_Text passage_.
- - - - - - -

3.2. Localization Techniques

3.2.1. Trilateration

Trilateration [24] is a model-based technique that uses distances to determine the receiver’s location numerically. To calculate with Trilateration, we need three transmitting devices to obtain a 2D position and four to find a 3D position. The distances between the transmitter and the receivers and the right number of transmitting devices are necessary. A frequent method for calculating the distance between devices uses a signal’s RSSI. For 2D space, with three anchor nodes $i, i\in \left\{1,2,3\right\},$ located at the position $\left(a_i,b_i\right)$, we can find the unknown position ($x$, $y$) of the receiver as

$$\left\{\begin{array}{c}{\left(a_1-x\right)}^2+{\left(b_1-y\right)}^2=d_1{}^2\\ {\left(a_2-x\right)}^2+{\left(b_2-y\right)}^2=d_2{}^2\\ {\left(a_3-x\right)}^2+{\left(b_3-y\right)}^2=d_3{}^2\end{array}\right.$$

(1)

- - - - - - -

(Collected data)

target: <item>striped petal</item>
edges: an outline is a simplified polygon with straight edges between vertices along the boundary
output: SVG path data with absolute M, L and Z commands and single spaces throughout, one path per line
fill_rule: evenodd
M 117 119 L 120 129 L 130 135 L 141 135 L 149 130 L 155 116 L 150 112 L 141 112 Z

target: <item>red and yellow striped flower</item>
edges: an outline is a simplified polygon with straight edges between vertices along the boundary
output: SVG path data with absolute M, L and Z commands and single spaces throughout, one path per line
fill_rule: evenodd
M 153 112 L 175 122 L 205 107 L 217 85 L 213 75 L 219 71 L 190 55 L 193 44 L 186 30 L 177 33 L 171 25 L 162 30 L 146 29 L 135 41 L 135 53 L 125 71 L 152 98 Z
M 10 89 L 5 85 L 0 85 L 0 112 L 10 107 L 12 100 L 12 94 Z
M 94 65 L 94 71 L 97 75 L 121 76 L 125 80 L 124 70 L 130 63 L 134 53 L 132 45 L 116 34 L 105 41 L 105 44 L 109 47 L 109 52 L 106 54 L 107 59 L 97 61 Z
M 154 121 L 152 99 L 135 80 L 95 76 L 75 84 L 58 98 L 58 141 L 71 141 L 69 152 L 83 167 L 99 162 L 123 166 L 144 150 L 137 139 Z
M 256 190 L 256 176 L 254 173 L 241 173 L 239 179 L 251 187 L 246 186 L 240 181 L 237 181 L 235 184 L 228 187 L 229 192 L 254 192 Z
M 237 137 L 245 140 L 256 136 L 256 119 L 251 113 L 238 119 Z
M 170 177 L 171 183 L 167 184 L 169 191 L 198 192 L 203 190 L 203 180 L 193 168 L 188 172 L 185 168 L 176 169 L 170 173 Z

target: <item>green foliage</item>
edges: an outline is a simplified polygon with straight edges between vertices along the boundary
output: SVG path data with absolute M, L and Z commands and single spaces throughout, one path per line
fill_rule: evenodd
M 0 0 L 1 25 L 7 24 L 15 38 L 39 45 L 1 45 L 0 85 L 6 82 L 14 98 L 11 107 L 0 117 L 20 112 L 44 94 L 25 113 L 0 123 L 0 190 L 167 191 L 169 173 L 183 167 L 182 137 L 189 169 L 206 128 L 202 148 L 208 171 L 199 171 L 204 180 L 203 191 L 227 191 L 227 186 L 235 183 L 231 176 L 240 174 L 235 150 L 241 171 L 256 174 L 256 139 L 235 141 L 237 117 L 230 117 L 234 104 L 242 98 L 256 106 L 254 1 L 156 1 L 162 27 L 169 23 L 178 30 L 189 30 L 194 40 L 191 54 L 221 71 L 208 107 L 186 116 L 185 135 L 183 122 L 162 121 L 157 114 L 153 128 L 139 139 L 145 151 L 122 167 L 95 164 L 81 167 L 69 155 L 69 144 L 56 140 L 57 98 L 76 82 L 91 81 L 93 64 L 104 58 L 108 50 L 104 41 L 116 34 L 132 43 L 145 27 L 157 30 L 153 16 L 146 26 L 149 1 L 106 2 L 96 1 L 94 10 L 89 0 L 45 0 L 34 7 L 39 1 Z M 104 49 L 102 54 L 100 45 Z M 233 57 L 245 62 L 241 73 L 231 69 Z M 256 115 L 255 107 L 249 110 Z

- - - - - - -

_What is being asked_. Write the next part of the trilateration passage, starting right after equation (1).

_Response_.
where $d_i$ denotes the distance between the unknown sensor and the anchor $i$. To minimize the location error, we need to minimize the following objective function using a non-linear least squares technique:

$$f\left(x,y\right)={\displaystyle \sum }_{i=1}^3{\left[\sqrt{{\left(x-a_i\right)}^2+{\left(y-b_i\right)}^2}-d_i\right]}^2$$

(2)

3.2.2. The Weighted Centroid Algorithm

The basic idea of a weighted centroid localization algorithm [25] based on RSSI is that unknown nodes gather RSSI information from the beacon nodes around them. Assuming there are anchor nodes in the WSN, with coordinates $\left(a_i,b_i\right)$ where $i\in \left(1,2,3,\dots ,n\right)$, the location of the unknown node can be obtained by using the improved centroid algorithm estimating the coordinates of n nodes as

$$\left\{\begin{array}{c}x=\frac{1}{{{\displaystyle \sum }}_{i=1}^n{w}_i}{\displaystyle {\displaystyle \sum }_{i=1}^n}{w}_i\times a_i\\ y=\frac{1}{{{\displaystyle \sum }}_{i=1}^n{w}_i}{\displaystyle {\displaystyle \sum }_{i=1}^n}{w}_i\times b_i\end{array}\right.$$

(3)

where $w_i$ denotes the weight of anchor $i$, given by the following formula:

$$w_i=\frac{RSS{I}_i}{RSS{I}_1+RSS{I}_2+RSS{I}_3+\dots +RSS{I}_n}$$

(4)

where $RSS{I}_i$ denotes the measured RSSI between anchor $i$ and the unknown tag node, and $i\in \left(1,2,3,\dots ,n\right)$, with $n$ as the number of anchors.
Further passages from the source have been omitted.